▸ ACTIVITY: Once the pictures have been removed, repeat the remainder of the records exactly.

== INFORMATION ==

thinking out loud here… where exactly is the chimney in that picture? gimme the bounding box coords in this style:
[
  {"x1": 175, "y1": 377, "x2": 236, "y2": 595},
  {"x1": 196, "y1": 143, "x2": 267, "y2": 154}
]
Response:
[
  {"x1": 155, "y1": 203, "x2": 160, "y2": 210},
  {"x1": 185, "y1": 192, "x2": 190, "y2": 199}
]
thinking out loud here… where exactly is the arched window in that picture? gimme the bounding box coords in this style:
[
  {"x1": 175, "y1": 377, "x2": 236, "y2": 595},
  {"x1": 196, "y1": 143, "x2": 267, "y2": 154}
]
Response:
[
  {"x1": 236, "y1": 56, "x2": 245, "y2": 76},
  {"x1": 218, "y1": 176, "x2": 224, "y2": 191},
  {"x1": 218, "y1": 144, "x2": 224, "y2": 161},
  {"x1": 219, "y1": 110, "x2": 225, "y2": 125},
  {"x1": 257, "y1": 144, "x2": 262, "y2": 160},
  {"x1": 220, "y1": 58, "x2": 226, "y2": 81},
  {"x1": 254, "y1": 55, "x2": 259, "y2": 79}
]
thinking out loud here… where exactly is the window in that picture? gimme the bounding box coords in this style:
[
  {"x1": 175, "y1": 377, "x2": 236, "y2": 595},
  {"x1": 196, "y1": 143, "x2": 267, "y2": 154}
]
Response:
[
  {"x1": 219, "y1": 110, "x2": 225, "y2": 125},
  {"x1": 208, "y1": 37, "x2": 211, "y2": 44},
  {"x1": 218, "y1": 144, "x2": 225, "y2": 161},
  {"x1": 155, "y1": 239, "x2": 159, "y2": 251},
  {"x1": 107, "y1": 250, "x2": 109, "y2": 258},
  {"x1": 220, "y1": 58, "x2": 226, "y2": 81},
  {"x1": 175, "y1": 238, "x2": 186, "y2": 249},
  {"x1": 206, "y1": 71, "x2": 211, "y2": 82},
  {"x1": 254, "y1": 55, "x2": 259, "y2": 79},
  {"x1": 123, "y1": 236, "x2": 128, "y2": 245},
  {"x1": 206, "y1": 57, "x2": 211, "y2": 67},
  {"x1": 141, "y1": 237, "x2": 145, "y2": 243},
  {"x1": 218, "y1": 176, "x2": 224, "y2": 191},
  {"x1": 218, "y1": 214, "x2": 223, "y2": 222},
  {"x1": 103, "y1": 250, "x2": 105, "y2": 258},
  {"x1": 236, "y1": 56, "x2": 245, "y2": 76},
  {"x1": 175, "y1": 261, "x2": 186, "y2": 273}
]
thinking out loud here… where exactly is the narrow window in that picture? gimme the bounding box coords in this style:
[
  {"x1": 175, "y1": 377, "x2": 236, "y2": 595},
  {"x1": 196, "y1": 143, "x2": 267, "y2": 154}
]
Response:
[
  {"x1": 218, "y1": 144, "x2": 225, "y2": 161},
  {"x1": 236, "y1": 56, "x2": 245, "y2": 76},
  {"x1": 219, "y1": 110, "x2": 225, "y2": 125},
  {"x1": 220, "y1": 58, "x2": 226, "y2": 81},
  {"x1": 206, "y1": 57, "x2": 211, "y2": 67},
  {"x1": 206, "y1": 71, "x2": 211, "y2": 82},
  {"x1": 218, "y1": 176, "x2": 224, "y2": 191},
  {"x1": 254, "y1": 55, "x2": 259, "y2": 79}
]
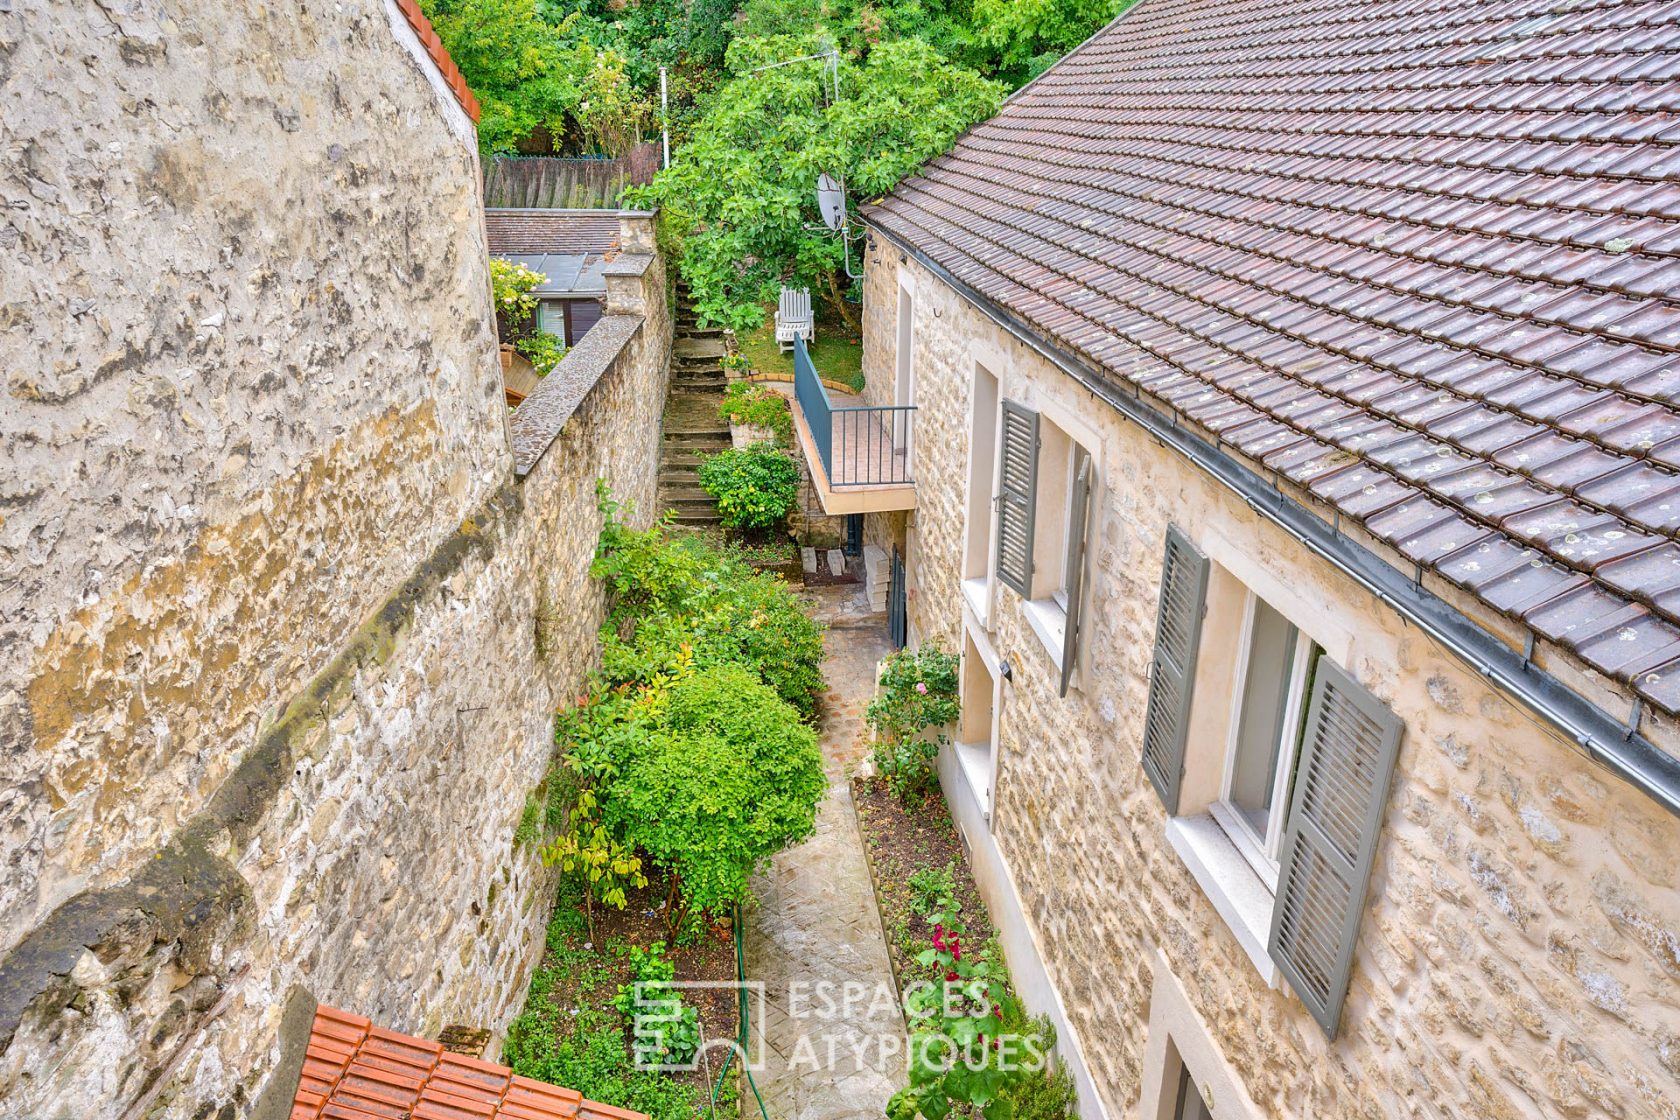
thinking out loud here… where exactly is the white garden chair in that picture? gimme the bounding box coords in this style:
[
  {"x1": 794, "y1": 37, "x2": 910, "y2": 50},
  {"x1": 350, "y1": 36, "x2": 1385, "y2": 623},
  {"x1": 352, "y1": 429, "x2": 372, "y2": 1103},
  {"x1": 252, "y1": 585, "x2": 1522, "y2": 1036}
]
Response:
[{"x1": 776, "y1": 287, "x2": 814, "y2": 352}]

===

▸ SOLVED EXERCISE:
thinking out loud here… where exactly is the chimney in that picture? gimme the bounding box coords in this style:
[
  {"x1": 175, "y1": 377, "x2": 236, "y2": 595},
  {"x1": 196, "y1": 143, "x2": 267, "y2": 154}
]
Response:
[
  {"x1": 155, "y1": 203, "x2": 160, "y2": 210},
  {"x1": 185, "y1": 192, "x2": 190, "y2": 199}
]
thinking out loud here… where exactly is the arched window in that picture? gimme the bounding box coords in this style:
[
  {"x1": 175, "y1": 377, "x2": 236, "y2": 595},
  {"x1": 196, "y1": 143, "x2": 267, "y2": 154}
]
Response:
[
  {"x1": 236, "y1": 56, "x2": 245, "y2": 76},
  {"x1": 218, "y1": 176, "x2": 224, "y2": 191},
  {"x1": 218, "y1": 144, "x2": 224, "y2": 161},
  {"x1": 219, "y1": 110, "x2": 225, "y2": 125},
  {"x1": 257, "y1": 144, "x2": 262, "y2": 160},
  {"x1": 220, "y1": 58, "x2": 226, "y2": 81},
  {"x1": 254, "y1": 55, "x2": 259, "y2": 79}
]
thinking out loud here… where exactly is the window in that picture? gimme the bounding box coords in this style:
[
  {"x1": 175, "y1": 377, "x2": 236, "y2": 595},
  {"x1": 196, "y1": 143, "x2": 267, "y2": 154}
]
Response:
[
  {"x1": 219, "y1": 110, "x2": 225, "y2": 125},
  {"x1": 208, "y1": 37, "x2": 211, "y2": 44},
  {"x1": 218, "y1": 144, "x2": 225, "y2": 161},
  {"x1": 155, "y1": 239, "x2": 159, "y2": 251},
  {"x1": 107, "y1": 250, "x2": 109, "y2": 258},
  {"x1": 220, "y1": 58, "x2": 226, "y2": 81},
  {"x1": 175, "y1": 238, "x2": 186, "y2": 249},
  {"x1": 206, "y1": 71, "x2": 211, "y2": 82},
  {"x1": 254, "y1": 55, "x2": 259, "y2": 79},
  {"x1": 123, "y1": 236, "x2": 128, "y2": 245},
  {"x1": 206, "y1": 57, "x2": 211, "y2": 67},
  {"x1": 141, "y1": 237, "x2": 145, "y2": 243},
  {"x1": 218, "y1": 176, "x2": 224, "y2": 191},
  {"x1": 218, "y1": 214, "x2": 223, "y2": 222},
  {"x1": 103, "y1": 250, "x2": 105, "y2": 258},
  {"x1": 236, "y1": 56, "x2": 245, "y2": 76},
  {"x1": 175, "y1": 261, "x2": 186, "y2": 273}
]
thinking out loud here… where exactly is the narrow window in that picture? gimme the bounding box coords in this style:
[
  {"x1": 175, "y1": 377, "x2": 236, "y2": 595},
  {"x1": 196, "y1": 143, "x2": 267, "y2": 154}
]
Response:
[
  {"x1": 218, "y1": 144, "x2": 225, "y2": 161},
  {"x1": 236, "y1": 56, "x2": 245, "y2": 76},
  {"x1": 219, "y1": 110, "x2": 225, "y2": 125},
  {"x1": 220, "y1": 58, "x2": 226, "y2": 81},
  {"x1": 206, "y1": 57, "x2": 211, "y2": 67},
  {"x1": 206, "y1": 71, "x2": 211, "y2": 82},
  {"x1": 218, "y1": 176, "x2": 224, "y2": 191},
  {"x1": 254, "y1": 55, "x2": 259, "y2": 79}
]
thinking out loud here… where exactly is the white garden chair in that picture? gimme the bounding box coords in this style:
[
  {"x1": 794, "y1": 37, "x2": 910, "y2": 50},
  {"x1": 350, "y1": 36, "x2": 1385, "y2": 623},
  {"x1": 352, "y1": 429, "x2": 372, "y2": 1103},
  {"x1": 252, "y1": 585, "x2": 1522, "y2": 1036}
]
Response:
[{"x1": 776, "y1": 287, "x2": 814, "y2": 352}]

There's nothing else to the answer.